[Stored data]

#####

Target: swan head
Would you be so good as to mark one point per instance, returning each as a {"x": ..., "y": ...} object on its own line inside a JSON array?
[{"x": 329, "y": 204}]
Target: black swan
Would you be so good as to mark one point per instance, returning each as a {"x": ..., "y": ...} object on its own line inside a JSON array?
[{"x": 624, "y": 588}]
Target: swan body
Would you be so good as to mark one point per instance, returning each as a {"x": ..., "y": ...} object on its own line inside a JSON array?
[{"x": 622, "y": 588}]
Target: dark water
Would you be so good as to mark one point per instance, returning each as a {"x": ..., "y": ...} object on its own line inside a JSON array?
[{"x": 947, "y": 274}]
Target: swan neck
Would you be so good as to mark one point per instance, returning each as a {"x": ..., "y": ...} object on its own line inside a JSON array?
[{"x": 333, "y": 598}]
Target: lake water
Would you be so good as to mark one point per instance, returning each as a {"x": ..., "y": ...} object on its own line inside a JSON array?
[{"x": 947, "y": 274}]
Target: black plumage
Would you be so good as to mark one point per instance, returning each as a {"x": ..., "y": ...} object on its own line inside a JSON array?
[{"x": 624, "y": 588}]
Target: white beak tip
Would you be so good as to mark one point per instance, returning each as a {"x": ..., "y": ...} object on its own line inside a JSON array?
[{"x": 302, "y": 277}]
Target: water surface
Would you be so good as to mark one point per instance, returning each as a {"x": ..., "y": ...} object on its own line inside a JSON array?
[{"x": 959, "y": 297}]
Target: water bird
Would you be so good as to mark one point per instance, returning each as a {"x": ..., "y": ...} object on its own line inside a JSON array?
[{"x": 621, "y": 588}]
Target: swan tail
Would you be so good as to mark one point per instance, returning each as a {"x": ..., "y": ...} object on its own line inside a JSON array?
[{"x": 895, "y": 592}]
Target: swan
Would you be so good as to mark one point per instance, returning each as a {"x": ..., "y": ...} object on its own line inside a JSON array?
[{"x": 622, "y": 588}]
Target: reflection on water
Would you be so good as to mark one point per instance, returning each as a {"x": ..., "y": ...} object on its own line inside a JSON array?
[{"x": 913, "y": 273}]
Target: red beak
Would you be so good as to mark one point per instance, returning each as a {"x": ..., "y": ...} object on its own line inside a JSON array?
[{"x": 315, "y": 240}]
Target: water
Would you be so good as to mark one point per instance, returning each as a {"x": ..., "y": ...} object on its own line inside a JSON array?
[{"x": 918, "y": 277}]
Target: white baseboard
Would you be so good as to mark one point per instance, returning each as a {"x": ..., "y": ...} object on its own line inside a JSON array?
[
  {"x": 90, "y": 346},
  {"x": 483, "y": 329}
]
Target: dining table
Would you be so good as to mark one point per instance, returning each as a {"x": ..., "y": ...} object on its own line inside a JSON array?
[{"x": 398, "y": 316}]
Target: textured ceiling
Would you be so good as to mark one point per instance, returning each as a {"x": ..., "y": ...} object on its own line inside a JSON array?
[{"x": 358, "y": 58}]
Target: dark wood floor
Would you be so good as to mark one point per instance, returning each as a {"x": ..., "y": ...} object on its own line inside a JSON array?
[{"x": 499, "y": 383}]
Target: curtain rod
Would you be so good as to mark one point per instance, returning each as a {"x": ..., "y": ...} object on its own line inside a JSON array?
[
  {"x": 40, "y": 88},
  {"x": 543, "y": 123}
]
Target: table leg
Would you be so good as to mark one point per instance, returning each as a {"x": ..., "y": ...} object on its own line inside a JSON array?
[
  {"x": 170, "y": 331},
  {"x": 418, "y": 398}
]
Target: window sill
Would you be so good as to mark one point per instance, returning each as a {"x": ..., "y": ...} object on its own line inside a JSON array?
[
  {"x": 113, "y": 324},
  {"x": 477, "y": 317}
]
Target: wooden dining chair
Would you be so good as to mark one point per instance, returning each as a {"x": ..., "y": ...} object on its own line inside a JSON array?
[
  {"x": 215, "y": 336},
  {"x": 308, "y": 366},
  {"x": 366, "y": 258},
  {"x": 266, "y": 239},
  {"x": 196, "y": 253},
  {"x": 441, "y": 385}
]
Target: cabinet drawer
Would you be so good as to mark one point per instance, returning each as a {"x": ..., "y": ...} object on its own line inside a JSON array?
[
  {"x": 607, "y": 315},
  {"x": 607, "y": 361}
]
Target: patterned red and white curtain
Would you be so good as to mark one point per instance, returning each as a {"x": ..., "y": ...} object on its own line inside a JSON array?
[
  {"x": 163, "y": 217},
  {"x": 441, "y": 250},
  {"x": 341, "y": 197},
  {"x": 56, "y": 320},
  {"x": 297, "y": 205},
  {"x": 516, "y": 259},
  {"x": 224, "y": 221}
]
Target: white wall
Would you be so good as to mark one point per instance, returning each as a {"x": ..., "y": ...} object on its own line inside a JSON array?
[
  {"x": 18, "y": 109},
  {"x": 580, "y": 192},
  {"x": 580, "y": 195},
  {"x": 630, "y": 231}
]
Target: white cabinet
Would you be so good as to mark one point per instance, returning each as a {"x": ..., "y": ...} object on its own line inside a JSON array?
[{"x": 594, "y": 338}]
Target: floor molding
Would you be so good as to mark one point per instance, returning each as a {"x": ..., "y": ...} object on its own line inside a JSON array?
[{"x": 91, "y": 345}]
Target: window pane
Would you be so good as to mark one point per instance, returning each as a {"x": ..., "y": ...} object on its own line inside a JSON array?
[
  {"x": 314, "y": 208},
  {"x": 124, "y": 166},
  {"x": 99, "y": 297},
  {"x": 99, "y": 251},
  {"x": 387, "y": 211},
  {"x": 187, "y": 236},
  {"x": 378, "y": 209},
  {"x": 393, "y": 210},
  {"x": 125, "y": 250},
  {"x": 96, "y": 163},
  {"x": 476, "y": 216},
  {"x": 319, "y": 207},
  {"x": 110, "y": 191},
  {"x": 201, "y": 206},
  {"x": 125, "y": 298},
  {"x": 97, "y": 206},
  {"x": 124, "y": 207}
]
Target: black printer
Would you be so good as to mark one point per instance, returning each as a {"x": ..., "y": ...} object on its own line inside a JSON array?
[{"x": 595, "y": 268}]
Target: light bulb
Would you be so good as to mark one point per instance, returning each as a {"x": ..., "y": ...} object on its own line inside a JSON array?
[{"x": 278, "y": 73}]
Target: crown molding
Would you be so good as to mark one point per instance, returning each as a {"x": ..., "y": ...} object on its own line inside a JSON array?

#####

--- Exercise ---
Return, unchanged, the run of lines above that opens with the line containing "Target: white baseboard" and closes with the line containing "Target: window sill". Include both.

--- The answer ---
Target: white baseboard
Would you be so good as to mark one point per instance, returning each as a {"x": ..., "y": ...} object on its own line inside a JSON array?
[
  {"x": 90, "y": 346},
  {"x": 483, "y": 329}
]
Target: dining table
Would you be so good as to mark one point per instance, returning each as a {"x": ..., "y": ...} object on its own line inside a JSON array?
[{"x": 398, "y": 316}]
Target: textured ceiling
Would you be so good as to mark one point per instance, returning each as a {"x": ..., "y": ...} object on its own line inside a JSON array?
[{"x": 358, "y": 58}]
Target: dark wood floor
Would you be so good as to mark one point per instance, returning each as a {"x": ..., "y": ...} object on its own line inside a JSON array?
[{"x": 499, "y": 383}]
Target: curtain rod
Would you be so good as to mark one point per instance, returning each as a {"x": ..., "y": ...} object on its own line inside a JSON array?
[
  {"x": 40, "y": 88},
  {"x": 543, "y": 123}
]
Target: table leg
Would you be so good as to mark one point per instance, returning each as a {"x": ..., "y": ...} object on its own line inside a JSON array?
[
  {"x": 170, "y": 331},
  {"x": 418, "y": 398}
]
Target: window sill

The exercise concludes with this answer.